**WORK REQUIRED**
Your reply should be an exact copy of the lines from the one that holds "Expected: one point per instance of the woman's curled" to the end of the data below.

**Referring expression data**
+++++

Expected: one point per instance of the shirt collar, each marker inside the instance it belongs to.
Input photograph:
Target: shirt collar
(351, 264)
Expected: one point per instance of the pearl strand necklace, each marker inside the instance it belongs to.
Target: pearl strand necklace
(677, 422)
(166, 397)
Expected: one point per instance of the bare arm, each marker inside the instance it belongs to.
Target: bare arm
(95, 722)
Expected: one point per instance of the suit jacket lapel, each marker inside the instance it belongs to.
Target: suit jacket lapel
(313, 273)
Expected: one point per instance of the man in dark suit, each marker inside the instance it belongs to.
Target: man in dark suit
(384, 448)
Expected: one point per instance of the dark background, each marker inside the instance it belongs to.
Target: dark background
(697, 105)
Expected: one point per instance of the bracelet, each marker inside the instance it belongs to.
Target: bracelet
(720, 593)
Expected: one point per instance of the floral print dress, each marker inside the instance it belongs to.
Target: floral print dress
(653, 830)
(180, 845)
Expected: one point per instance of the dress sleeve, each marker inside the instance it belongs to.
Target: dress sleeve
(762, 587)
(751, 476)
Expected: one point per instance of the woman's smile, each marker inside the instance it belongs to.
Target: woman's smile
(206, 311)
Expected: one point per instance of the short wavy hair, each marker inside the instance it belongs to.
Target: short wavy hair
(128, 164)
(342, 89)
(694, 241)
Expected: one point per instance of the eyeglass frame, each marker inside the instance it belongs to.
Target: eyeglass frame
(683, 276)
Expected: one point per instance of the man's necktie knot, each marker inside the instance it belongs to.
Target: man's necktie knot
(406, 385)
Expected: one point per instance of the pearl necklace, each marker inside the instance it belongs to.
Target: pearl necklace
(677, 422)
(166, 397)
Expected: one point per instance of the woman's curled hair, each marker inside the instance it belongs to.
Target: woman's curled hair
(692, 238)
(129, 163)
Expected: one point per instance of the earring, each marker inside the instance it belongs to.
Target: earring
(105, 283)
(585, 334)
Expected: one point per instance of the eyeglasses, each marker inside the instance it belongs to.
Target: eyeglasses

+++++

**TASK SOLUTION**
Expected: one point per instance of the woman's curled hair, each marker inside the instance it belongs to.
Target: woman's curled hair
(692, 238)
(129, 163)
Expected: one point per instance of the earring, each marker inside the instance it belongs to.
Target: earring
(105, 283)
(585, 334)
Expected: one point per instance of the eyeglasses, each marker inside the instance it belongs to.
Target: eyeglasses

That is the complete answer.